* **Exercise 1**:
In the single-node training code, which start methods does the comment recommend in place of the default 'fork'?
* **Exercise 2**:
List every transform that the single-node training code composes for the training dataset, in order.
* **Exercise 3**:
Continue the single-node training code from its last line.

Main training loop for single node training. Use fake data to train

In [None]:
from habana_frameworks.torch.utils.library_loader import load_habana_module
load_habana_module()

try:
    # Default 'fork' doesn't work with synapse. Use 'forkserver' or 'spawn'
    torch.multiprocessing.set_start_method('spawn')
except RuntimeError:
    pass

if args.run_lazy_mode:
    os.environ["PT_HPU_LAZY_MODE"] = "1"
if args.is_hmp:
    from habana_frameworks.torch.hpex import hmp
    hmp.convert(opt_level=args.hmp_opt_level, bf16_file_path=args.hmp_bf16,
                fp32_file_path=args.hmp_fp32, isVerbose=args.hmp_verbose)

torch.manual_seed(args.seed)

if args.deterministic:
    seed = args.seed
    random.seed(seed)

else:
    seed = None

device = torch.device('hpu')

torch.backends.cudnn.benchmark = True

normalize = transforms.Normalize(mean=[0.485, 0.456, 0.406], std=[0.229, 0.224, 0.225])

dataset = datasets.FakeData(transform=transforms.Compose([transforms.RandomResizedCrop(224),
                transforms.RandomHorizontalFlip(),
                transforms.ToTensor(),
                normalize,]))
dataset_test = datasets.FakeData(transform=transforms.Compose([transforms.Resize(256),
                transforms.CenterCrop(224),
                transforms.ToTensor(),
                normalize,]))


train_sampler = torch.utils.data.RandomSampler(dataset)
test_sampler = torch.utils.data.SequentialSampler(dataset_test)

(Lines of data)
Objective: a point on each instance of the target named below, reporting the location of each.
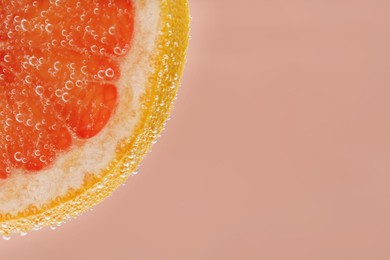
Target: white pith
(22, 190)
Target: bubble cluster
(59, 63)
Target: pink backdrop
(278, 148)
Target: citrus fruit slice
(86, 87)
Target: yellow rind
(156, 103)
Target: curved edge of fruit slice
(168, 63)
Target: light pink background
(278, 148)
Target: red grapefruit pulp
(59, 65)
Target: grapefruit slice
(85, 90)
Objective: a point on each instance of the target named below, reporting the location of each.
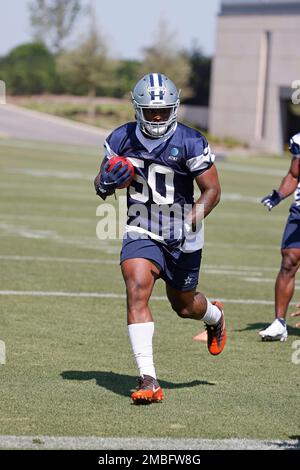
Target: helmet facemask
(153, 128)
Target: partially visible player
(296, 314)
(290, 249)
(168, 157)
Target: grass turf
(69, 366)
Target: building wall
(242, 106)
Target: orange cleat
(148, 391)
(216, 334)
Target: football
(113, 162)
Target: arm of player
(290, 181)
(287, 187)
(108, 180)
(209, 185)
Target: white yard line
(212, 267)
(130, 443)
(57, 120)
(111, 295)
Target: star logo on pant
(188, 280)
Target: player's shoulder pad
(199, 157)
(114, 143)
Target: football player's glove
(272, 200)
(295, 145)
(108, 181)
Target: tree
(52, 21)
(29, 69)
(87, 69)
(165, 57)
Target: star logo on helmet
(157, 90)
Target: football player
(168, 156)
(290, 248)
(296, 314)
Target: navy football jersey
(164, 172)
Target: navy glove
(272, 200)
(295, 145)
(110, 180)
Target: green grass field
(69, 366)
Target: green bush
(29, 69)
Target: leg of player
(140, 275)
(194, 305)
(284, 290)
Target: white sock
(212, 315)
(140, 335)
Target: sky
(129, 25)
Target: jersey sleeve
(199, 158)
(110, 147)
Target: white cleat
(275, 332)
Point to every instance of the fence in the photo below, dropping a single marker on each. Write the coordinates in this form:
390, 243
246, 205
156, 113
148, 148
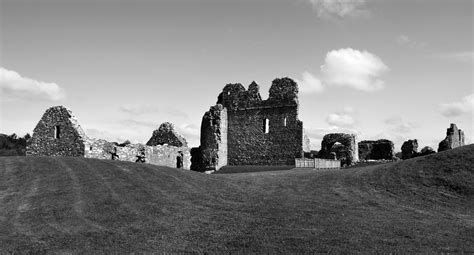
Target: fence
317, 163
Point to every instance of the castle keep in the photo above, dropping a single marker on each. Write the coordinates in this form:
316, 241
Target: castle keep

* **Task result 1**:
'forkserver' or 'spawn'

* **Task result 2**:
transforms.RandomResizedCrop(224), transforms.RandomHorizontalFlip(), transforms.ToTensor(), normalize

* **Task result 3**:
if args.workers > 0:
    # patch torch cuda functions that are being unconditionally invoked
    # in the multiprocessing data loader
    torch.cuda.current_device = lambda: None
    torch.cuda.set_device = lambda x: None

data_loader_type = torch.utils.data.DataLoader

data_loader = data_loader_type(
    dataset, batch_size=args.batch_size, sampler=train_sampler,
    num_workers=args.workers, pin_memory=True)

data_loader_test = data_loader_type(
    dataset_test, batch_size=args.batch_size, sampler=test_sampler,
    num_workers=args.workers, pin_memory=True)

print("Creating model")
model = torchvision.models.__dict__['resnet50'](pretrained=False)
model.to(device)


criterion = nn.CrossEntropyLoss()

if args.run_lazy_mode:
    from habana_frameworks.torch.hpex.optimizers import FusedSGD
    sgd_optimizer = FusedSGD
else:
    sgd_optimizer = torch.optim.SGD
optimizer = sgd_optimizer(
    model.parameters(), lr=args.lr, momentum=args.momentum, weight_decay=args.weight_decay)

permute_params(model, True, args.run_lazy_mode)
permute_momentum(optimizer, True, args.run_lazy_mode)

model_for_train = model

print("Start training")
start_time = time.time()
for epoch in range(args.start_epoch, args.epochs):
    train_one_epoch(model_for_train, criterion, optimizer, data_loader,
            device, epoch, print_freq=args.print_freq)


if args.run_lazy_mode:
    os.environ.pop("PT_HPU_LAZY_MODE")

total_time = time.time() - start_time
total_time_str = str(datetime.timedelta(seconds=int(total_time)))
print('Training time {}'.format(total_time_str))

# Distributed Training

**Restart the kernel before running the next section of the notebook**

We will use the Model-References repo command line to demo multinode training. 

Multinode training differs in the following ways.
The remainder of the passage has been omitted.